Locate each line in the material below that contains the word "plumage", and copy those lines out in full.

^^^^^^^^^^^^^^^^

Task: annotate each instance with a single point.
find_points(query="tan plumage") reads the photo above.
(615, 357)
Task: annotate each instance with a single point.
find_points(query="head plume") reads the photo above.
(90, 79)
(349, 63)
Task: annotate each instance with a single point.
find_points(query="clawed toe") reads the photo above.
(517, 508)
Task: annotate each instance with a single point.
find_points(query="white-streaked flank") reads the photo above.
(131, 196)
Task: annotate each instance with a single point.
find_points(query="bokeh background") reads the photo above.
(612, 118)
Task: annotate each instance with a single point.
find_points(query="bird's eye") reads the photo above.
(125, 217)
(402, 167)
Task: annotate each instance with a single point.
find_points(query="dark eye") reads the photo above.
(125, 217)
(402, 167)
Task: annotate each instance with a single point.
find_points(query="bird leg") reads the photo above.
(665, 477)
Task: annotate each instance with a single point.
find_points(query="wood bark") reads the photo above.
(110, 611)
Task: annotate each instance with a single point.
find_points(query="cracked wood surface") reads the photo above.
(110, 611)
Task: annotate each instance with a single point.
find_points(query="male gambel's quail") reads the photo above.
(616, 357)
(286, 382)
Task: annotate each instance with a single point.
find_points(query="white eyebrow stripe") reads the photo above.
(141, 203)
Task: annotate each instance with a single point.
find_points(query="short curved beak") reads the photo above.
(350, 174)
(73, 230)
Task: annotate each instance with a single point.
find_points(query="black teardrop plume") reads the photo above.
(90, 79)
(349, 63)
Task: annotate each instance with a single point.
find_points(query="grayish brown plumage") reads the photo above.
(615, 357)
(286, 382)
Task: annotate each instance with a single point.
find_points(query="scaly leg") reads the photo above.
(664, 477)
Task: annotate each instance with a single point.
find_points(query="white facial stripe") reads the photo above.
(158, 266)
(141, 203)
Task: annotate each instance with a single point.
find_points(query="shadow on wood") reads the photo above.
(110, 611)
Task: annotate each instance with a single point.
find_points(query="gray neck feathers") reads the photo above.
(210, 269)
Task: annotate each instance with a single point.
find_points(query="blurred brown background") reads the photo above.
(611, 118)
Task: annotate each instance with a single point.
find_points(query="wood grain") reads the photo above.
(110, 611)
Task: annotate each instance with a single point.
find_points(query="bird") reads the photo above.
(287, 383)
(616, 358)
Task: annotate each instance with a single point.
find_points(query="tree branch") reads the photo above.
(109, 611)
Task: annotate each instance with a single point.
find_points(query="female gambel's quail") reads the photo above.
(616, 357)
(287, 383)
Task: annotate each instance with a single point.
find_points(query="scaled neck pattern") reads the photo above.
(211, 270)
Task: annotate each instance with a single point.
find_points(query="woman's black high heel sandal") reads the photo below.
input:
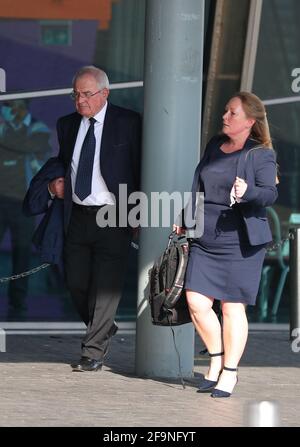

^^^^^^^^^^^^^^^^

→ Solution to the problem:
find_points(query="tan plumage") reads the photo above.
find_points(query="grayish brown plumage") reads the photo above.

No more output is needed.